> GIVEN TASK
Please extract the entries verbatim, starting at the line that contains "Where can you see the pink" and stopping after the final line of the entries. Leave the pictures out of your answer.
§ §
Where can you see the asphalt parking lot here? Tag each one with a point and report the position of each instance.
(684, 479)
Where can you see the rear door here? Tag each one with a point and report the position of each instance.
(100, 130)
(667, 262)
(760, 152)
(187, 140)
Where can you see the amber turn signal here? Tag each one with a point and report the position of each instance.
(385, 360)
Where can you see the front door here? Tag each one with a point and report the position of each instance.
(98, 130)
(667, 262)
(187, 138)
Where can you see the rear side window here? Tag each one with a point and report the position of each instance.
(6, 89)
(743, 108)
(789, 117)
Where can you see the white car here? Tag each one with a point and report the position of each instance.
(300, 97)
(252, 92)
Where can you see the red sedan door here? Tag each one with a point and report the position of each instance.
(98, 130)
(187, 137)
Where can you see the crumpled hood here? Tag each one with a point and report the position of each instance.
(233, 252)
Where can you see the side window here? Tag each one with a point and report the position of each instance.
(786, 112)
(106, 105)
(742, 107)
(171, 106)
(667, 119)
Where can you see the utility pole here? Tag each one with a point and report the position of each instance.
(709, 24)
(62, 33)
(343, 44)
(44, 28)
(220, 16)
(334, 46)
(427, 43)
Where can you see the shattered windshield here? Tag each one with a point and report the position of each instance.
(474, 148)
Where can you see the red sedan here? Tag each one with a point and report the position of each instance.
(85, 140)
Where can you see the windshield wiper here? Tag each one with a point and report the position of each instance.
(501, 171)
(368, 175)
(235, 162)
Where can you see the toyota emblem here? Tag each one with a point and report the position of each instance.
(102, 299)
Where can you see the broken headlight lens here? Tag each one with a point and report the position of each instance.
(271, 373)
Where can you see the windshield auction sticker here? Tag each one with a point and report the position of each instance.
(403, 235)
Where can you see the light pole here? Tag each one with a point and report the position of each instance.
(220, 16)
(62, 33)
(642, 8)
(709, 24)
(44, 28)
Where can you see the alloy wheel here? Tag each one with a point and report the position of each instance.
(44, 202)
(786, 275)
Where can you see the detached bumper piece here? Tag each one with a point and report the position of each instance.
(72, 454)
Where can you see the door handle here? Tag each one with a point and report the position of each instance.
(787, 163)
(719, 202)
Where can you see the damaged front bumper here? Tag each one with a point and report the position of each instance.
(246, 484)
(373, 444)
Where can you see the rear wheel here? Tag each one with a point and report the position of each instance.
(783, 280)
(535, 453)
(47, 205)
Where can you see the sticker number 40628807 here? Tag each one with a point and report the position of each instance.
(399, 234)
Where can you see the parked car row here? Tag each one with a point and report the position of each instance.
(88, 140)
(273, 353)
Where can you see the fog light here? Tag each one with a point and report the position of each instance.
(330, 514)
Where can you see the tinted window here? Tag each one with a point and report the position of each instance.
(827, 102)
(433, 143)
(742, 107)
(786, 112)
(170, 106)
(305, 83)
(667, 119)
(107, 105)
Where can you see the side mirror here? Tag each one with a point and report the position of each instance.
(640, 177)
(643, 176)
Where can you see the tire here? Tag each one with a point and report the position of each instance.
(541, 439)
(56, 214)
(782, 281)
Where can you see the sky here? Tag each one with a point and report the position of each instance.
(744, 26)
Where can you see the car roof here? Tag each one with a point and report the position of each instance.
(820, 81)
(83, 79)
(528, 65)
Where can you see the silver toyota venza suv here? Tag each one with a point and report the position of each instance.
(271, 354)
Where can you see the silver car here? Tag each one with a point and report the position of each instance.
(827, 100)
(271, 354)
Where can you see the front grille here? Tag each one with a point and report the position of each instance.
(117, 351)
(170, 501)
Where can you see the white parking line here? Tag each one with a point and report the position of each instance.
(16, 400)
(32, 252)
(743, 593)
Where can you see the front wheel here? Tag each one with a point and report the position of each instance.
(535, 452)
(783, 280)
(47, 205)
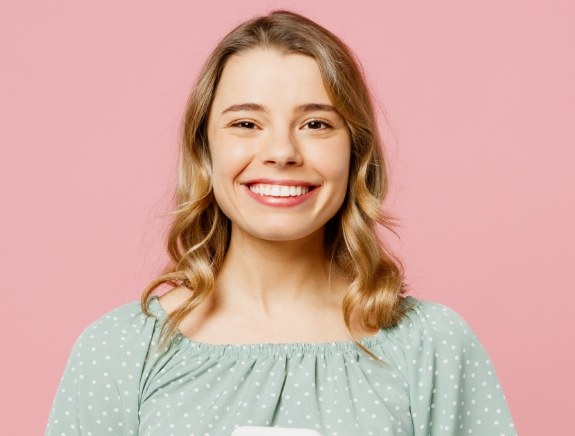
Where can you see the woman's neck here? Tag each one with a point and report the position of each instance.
(270, 276)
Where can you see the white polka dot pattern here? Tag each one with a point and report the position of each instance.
(436, 380)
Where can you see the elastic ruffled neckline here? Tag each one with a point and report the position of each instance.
(266, 349)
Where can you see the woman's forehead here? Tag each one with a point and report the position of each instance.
(269, 77)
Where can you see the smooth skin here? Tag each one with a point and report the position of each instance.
(272, 121)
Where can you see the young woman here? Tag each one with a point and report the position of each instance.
(286, 310)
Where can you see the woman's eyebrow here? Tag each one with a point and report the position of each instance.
(314, 107)
(249, 107)
(256, 107)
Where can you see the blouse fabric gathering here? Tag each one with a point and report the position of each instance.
(436, 379)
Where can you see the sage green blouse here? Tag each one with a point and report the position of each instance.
(436, 380)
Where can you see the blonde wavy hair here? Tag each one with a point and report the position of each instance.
(200, 233)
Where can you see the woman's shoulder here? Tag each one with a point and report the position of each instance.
(433, 321)
(126, 327)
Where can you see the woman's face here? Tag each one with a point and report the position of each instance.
(280, 152)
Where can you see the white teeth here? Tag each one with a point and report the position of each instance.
(279, 190)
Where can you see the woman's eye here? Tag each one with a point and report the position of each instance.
(316, 125)
(245, 125)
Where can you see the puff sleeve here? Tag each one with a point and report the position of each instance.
(99, 391)
(452, 383)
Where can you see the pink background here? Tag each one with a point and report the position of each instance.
(480, 96)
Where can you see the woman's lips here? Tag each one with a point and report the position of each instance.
(282, 193)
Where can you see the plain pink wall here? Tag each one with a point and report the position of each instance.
(480, 96)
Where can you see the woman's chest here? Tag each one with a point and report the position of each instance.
(337, 396)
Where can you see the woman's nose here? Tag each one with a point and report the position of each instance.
(281, 149)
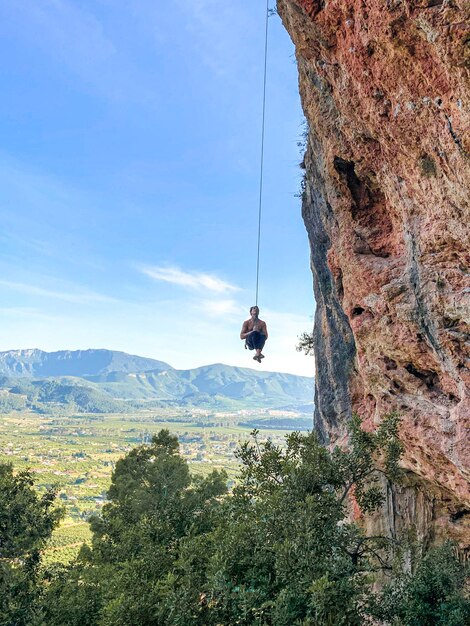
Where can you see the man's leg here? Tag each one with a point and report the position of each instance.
(258, 341)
§ §
> TASK ANSWER
Where can you see the pink background here? Tag each one with a point and report the position of each instance.
(480, 96)
Where can you see the woman's lips here? Tag each one with a point and report the position of each instance.
(282, 193)
Where can you see the plain pink wall here? Tag each one with a point and report the position of each instance.
(480, 96)
Where can you see the woman's chest here? Tag each one with a point and report the position of each instance.
(337, 396)
Where can you see the woman's nose here? Tag each one with a point and report the position of each instance.
(281, 149)
Where can you see the man's leg here? Tag each one with a point and report the position of each instance.
(258, 341)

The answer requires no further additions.